◆ **Task brief**: Of the lines below, count those containing the word "stripe". Reply with the number alone.

◆ **Record extracts**:
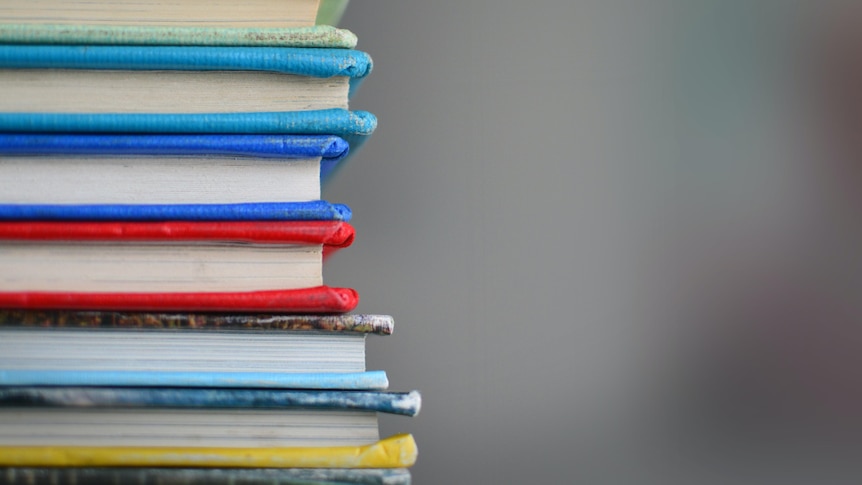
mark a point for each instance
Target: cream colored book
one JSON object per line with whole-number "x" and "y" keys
{"x": 216, "y": 13}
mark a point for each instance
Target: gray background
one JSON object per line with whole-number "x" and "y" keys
{"x": 491, "y": 224}
{"x": 518, "y": 212}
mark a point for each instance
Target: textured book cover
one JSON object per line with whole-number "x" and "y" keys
{"x": 395, "y": 452}
{"x": 201, "y": 476}
{"x": 402, "y": 403}
{"x": 370, "y": 380}
{"x": 318, "y": 210}
{"x": 354, "y": 126}
{"x": 351, "y": 323}
{"x": 331, "y": 149}
{"x": 320, "y": 36}
{"x": 320, "y": 299}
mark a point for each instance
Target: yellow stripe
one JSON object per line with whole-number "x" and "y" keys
{"x": 394, "y": 452}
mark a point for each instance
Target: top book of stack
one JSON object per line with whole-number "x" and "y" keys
{"x": 257, "y": 23}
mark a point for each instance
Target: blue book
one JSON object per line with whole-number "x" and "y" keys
{"x": 370, "y": 380}
{"x": 403, "y": 403}
{"x": 286, "y": 211}
{"x": 311, "y": 62}
{"x": 330, "y": 149}
{"x": 354, "y": 126}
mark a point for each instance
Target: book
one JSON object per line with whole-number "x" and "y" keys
{"x": 176, "y": 79}
{"x": 323, "y": 36}
{"x": 355, "y": 324}
{"x": 203, "y": 418}
{"x": 394, "y": 452}
{"x": 199, "y": 476}
{"x": 206, "y": 266}
{"x": 401, "y": 403}
{"x": 369, "y": 380}
{"x": 49, "y": 168}
{"x": 317, "y": 210}
{"x": 125, "y": 341}
{"x": 217, "y": 13}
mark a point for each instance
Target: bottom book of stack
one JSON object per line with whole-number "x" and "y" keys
{"x": 108, "y": 397}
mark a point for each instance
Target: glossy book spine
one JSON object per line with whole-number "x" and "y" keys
{"x": 199, "y": 322}
{"x": 321, "y": 63}
{"x": 324, "y": 36}
{"x": 394, "y": 452}
{"x": 227, "y": 145}
{"x": 402, "y": 403}
{"x": 370, "y": 380}
{"x": 200, "y": 476}
{"x": 266, "y": 211}
{"x": 319, "y": 299}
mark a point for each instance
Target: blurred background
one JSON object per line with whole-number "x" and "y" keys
{"x": 620, "y": 239}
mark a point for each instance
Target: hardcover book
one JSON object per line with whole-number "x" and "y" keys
{"x": 39, "y": 340}
{"x": 201, "y": 476}
{"x": 395, "y": 452}
{"x": 176, "y": 79}
{"x": 323, "y": 36}
{"x": 200, "y": 418}
{"x": 46, "y": 168}
{"x": 216, "y": 13}
{"x": 205, "y": 266}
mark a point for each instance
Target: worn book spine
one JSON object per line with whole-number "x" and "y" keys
{"x": 230, "y": 145}
{"x": 320, "y": 36}
{"x": 319, "y": 299}
{"x": 394, "y": 452}
{"x": 351, "y": 323}
{"x": 321, "y": 63}
{"x": 402, "y": 403}
{"x": 276, "y": 211}
{"x": 371, "y": 380}
{"x": 200, "y": 476}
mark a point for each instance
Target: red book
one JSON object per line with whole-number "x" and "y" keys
{"x": 196, "y": 266}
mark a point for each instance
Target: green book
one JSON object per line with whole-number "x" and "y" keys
{"x": 315, "y": 36}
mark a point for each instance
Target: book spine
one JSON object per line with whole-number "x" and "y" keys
{"x": 332, "y": 233}
{"x": 371, "y": 380}
{"x": 323, "y": 36}
{"x": 394, "y": 452}
{"x": 375, "y": 324}
{"x": 198, "y": 476}
{"x": 320, "y": 299}
{"x": 321, "y": 63}
{"x": 335, "y": 121}
{"x": 268, "y": 211}
{"x": 229, "y": 145}
{"x": 402, "y": 403}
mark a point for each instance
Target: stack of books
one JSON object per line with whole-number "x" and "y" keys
{"x": 163, "y": 317}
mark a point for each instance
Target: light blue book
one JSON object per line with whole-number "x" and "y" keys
{"x": 370, "y": 380}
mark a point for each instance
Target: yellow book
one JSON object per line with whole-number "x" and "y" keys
{"x": 394, "y": 452}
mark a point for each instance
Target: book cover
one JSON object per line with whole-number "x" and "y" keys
{"x": 353, "y": 126}
{"x": 318, "y": 210}
{"x": 319, "y": 36}
{"x": 370, "y": 380}
{"x": 313, "y": 62}
{"x": 331, "y": 149}
{"x": 401, "y": 403}
{"x": 394, "y": 452}
{"x": 350, "y": 323}
{"x": 200, "y": 476}
{"x": 320, "y": 299}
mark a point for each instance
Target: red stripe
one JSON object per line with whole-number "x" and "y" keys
{"x": 320, "y": 299}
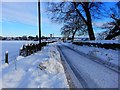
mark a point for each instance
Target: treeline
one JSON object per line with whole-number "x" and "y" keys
{"x": 36, "y": 38}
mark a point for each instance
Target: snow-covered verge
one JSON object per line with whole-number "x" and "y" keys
{"x": 104, "y": 54}
{"x": 40, "y": 70}
{"x": 101, "y": 41}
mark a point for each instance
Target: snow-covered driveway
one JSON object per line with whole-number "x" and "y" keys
{"x": 89, "y": 73}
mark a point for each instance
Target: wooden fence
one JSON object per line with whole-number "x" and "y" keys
{"x": 113, "y": 46}
{"x": 29, "y": 49}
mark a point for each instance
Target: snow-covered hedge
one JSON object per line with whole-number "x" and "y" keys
{"x": 99, "y": 45}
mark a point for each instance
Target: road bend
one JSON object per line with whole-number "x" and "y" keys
{"x": 88, "y": 73}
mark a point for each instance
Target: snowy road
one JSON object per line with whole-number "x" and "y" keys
{"x": 89, "y": 73}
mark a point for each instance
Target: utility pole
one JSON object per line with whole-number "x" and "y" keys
{"x": 39, "y": 23}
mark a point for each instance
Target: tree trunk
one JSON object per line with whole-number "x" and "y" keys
{"x": 89, "y": 25}
{"x": 113, "y": 33}
{"x": 73, "y": 35}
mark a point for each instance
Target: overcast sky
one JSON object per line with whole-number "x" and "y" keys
{"x": 21, "y": 18}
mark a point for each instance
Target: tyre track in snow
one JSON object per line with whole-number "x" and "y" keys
{"x": 85, "y": 78}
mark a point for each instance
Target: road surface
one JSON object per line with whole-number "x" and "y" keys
{"x": 88, "y": 73}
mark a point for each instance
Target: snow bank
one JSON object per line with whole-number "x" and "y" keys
{"x": 104, "y": 54}
{"x": 40, "y": 70}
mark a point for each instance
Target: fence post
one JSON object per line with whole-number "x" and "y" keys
{"x": 6, "y": 57}
{"x": 20, "y": 53}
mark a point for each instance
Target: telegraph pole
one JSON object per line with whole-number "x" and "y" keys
{"x": 39, "y": 23}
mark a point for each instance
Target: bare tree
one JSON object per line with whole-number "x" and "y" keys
{"x": 62, "y": 11}
{"x": 73, "y": 26}
{"x": 114, "y": 26}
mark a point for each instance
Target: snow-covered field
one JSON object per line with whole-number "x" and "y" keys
{"x": 104, "y": 54}
{"x": 12, "y": 47}
{"x": 40, "y": 70}
{"x": 100, "y": 41}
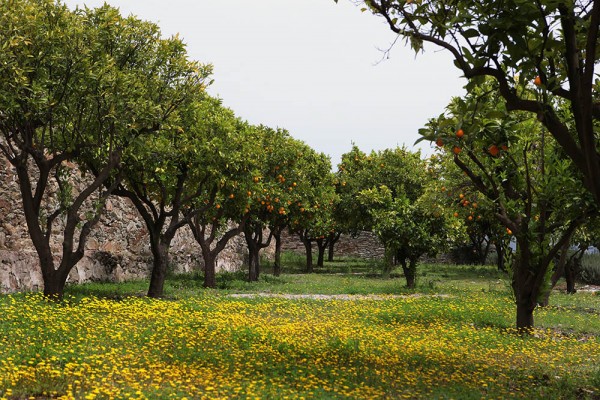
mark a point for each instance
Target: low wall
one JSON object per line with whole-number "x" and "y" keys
{"x": 117, "y": 249}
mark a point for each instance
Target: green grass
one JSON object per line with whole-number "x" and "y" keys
{"x": 451, "y": 337}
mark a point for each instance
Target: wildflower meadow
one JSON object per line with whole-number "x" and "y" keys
{"x": 453, "y": 341}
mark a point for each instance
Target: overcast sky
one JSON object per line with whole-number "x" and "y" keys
{"x": 313, "y": 67}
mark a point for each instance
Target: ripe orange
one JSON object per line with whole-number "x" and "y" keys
{"x": 493, "y": 150}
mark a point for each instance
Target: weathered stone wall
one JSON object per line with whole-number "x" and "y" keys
{"x": 364, "y": 245}
{"x": 117, "y": 250}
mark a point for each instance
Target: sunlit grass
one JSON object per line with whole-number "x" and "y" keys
{"x": 453, "y": 339}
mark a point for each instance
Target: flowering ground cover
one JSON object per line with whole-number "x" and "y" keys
{"x": 213, "y": 345}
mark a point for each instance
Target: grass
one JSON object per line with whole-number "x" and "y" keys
{"x": 451, "y": 337}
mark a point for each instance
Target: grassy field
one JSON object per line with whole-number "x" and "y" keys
{"x": 452, "y": 337}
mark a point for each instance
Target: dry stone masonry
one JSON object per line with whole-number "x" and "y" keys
{"x": 118, "y": 248}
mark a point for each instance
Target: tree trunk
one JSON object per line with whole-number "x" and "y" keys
{"x": 333, "y": 239}
{"x": 54, "y": 285}
{"x": 524, "y": 316}
{"x": 277, "y": 264}
{"x": 410, "y": 272}
{"x": 253, "y": 270}
{"x": 525, "y": 289}
{"x": 570, "y": 273}
{"x": 308, "y": 247}
{"x": 388, "y": 262}
{"x": 330, "y": 251}
{"x": 160, "y": 263}
{"x": 210, "y": 268}
{"x": 321, "y": 246}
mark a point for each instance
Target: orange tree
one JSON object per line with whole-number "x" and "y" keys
{"x": 474, "y": 225}
{"x": 353, "y": 175}
{"x": 550, "y": 44}
{"x": 397, "y": 201}
{"x": 79, "y": 87}
{"x": 517, "y": 165}
{"x": 292, "y": 176}
{"x": 185, "y": 174}
{"x": 314, "y": 222}
{"x": 229, "y": 169}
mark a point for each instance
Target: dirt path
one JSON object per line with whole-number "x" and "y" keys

◆ **Exercise response**: 2